What to produce | The lines to find are those in the entries that hold the word "below"; copy every one of them.

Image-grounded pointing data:

════════════════

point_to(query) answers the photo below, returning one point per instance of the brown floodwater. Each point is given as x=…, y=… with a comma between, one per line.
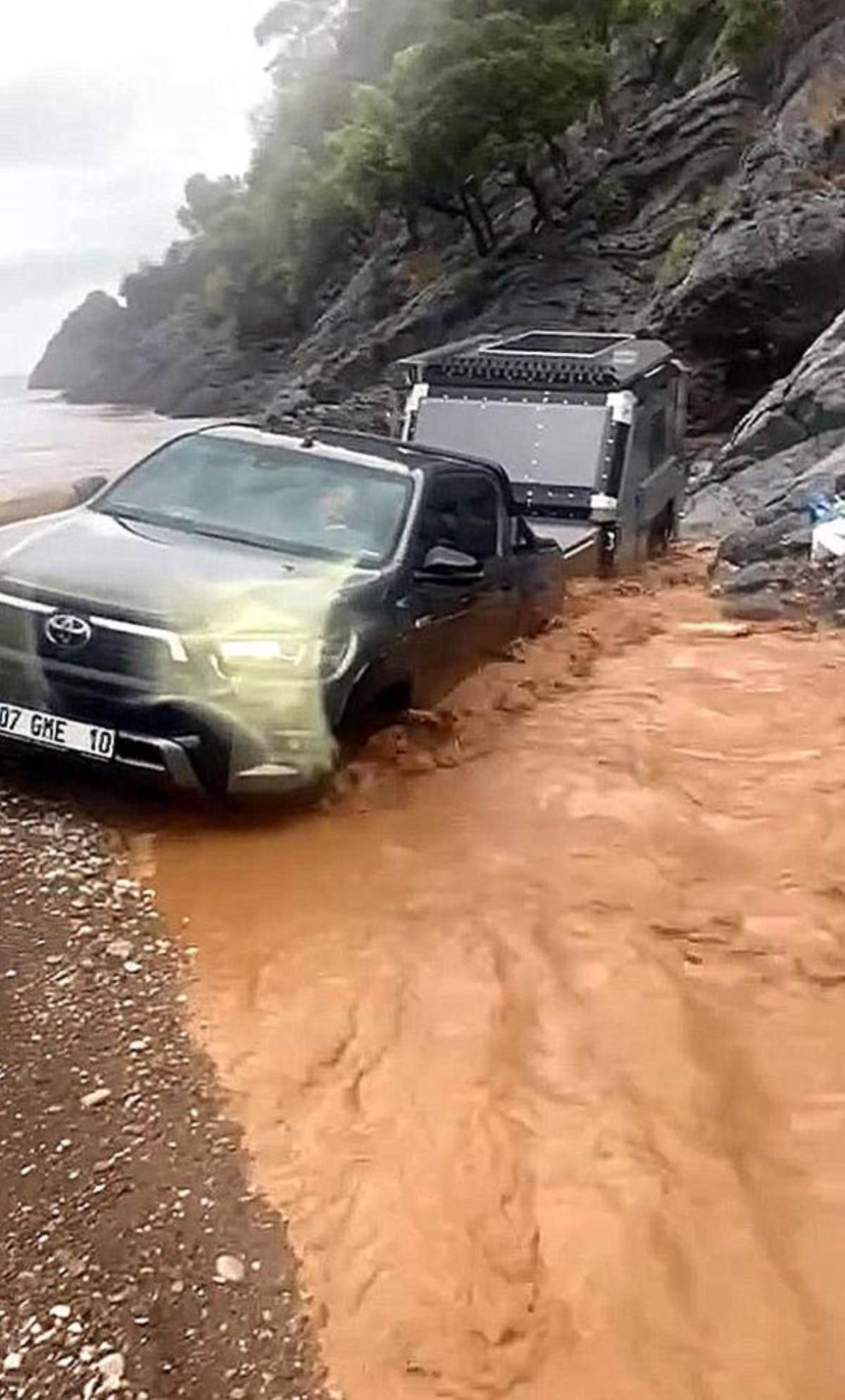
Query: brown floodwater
x=539, y=1035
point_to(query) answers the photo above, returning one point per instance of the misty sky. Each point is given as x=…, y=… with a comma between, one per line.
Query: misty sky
x=106, y=108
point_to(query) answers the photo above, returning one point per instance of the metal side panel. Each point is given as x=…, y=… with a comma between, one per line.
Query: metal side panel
x=558, y=444
x=581, y=544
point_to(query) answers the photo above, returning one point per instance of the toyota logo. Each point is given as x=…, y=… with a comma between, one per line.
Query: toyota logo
x=68, y=633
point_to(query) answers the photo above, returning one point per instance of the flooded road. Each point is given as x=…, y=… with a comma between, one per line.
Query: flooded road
x=543, y=1054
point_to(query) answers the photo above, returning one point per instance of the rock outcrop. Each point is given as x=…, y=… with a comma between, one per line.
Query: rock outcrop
x=715, y=219
x=758, y=492
x=770, y=273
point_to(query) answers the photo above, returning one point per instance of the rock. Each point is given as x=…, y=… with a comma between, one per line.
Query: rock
x=770, y=275
x=97, y=1096
x=228, y=1269
x=112, y=1368
x=756, y=577
x=82, y=349
x=715, y=629
x=119, y=948
x=764, y=606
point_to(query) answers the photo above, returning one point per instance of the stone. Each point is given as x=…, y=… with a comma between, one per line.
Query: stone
x=228, y=1269
x=119, y=948
x=764, y=606
x=112, y=1368
x=94, y=1098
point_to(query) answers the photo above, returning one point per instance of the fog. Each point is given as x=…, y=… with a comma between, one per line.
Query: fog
x=104, y=113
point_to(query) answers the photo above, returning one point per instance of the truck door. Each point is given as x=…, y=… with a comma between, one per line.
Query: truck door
x=458, y=625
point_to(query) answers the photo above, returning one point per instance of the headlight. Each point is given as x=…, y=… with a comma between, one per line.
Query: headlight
x=330, y=656
x=337, y=653
x=290, y=653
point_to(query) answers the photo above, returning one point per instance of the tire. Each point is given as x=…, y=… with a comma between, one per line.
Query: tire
x=661, y=532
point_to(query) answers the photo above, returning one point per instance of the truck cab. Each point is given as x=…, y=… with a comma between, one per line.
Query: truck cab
x=588, y=427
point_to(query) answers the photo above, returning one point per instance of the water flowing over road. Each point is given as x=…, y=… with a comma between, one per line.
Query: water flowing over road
x=537, y=1037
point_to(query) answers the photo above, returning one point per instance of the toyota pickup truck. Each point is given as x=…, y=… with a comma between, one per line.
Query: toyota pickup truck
x=220, y=612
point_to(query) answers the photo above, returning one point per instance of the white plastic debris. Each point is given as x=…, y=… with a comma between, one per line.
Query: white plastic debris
x=829, y=541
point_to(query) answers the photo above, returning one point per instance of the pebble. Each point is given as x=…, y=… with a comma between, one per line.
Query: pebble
x=228, y=1269
x=111, y=1370
x=119, y=948
x=90, y=1101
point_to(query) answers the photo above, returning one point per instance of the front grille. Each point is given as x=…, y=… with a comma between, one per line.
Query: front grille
x=108, y=651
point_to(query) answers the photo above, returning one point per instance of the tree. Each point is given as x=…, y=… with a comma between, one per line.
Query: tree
x=484, y=97
x=206, y=201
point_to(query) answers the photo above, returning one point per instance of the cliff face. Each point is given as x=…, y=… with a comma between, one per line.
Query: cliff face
x=715, y=219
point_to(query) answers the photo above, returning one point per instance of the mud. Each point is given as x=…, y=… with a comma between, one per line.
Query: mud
x=539, y=1035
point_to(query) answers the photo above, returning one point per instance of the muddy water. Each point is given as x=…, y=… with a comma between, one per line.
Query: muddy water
x=543, y=1054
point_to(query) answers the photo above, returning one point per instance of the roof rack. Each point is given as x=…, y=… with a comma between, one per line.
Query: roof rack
x=540, y=360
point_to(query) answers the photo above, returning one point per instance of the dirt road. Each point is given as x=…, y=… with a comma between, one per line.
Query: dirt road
x=543, y=1054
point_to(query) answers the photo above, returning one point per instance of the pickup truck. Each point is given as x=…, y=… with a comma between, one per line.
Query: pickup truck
x=215, y=615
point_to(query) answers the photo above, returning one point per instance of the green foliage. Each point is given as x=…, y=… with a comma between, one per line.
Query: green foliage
x=679, y=259
x=750, y=28
x=408, y=107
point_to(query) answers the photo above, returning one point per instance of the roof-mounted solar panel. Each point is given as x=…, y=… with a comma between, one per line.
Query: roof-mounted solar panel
x=544, y=360
x=557, y=342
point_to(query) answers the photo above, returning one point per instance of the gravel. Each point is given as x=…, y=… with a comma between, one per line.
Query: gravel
x=134, y=1258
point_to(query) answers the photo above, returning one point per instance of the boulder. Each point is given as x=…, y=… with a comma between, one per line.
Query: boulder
x=770, y=275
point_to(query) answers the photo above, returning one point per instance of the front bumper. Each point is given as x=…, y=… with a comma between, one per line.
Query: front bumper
x=175, y=741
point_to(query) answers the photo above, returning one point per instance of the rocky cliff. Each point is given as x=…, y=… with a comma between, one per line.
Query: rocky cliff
x=715, y=218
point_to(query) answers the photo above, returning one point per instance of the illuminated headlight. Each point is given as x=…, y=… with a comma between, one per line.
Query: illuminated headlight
x=330, y=654
x=239, y=650
x=337, y=653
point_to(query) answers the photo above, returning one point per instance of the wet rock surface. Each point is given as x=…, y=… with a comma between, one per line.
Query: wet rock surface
x=123, y=1183
x=758, y=493
x=715, y=216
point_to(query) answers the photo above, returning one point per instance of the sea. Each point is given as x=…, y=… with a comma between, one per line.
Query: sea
x=45, y=442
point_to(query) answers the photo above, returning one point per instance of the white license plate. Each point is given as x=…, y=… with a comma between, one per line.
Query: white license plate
x=54, y=732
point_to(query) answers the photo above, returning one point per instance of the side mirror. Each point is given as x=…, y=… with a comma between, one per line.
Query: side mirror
x=89, y=486
x=444, y=566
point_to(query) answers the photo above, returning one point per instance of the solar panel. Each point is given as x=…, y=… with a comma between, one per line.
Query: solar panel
x=557, y=342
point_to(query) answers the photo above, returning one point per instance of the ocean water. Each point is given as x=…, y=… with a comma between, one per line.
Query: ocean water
x=45, y=442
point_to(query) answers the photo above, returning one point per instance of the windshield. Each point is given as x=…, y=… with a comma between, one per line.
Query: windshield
x=279, y=497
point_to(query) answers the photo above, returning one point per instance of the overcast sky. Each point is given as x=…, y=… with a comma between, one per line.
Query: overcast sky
x=106, y=108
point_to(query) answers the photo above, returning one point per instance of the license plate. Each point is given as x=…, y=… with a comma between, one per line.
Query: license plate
x=51, y=731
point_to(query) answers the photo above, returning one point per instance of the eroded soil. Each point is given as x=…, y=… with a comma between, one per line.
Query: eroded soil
x=539, y=1035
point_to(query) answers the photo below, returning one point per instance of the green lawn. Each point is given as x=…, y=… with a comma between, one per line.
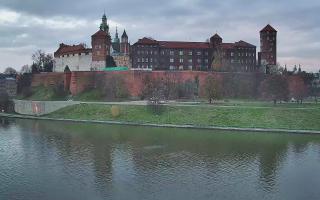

════════════════

Written reply |
point_to(query) answers the photo below, returning one point per instance of the brown floodwater. Each point is given as x=…, y=… with a comma between, one per line.
point_to(query) answers the photo below, returning one point per instance of the green lawn. Each point is given as x=…, y=… with a comma between, one per line.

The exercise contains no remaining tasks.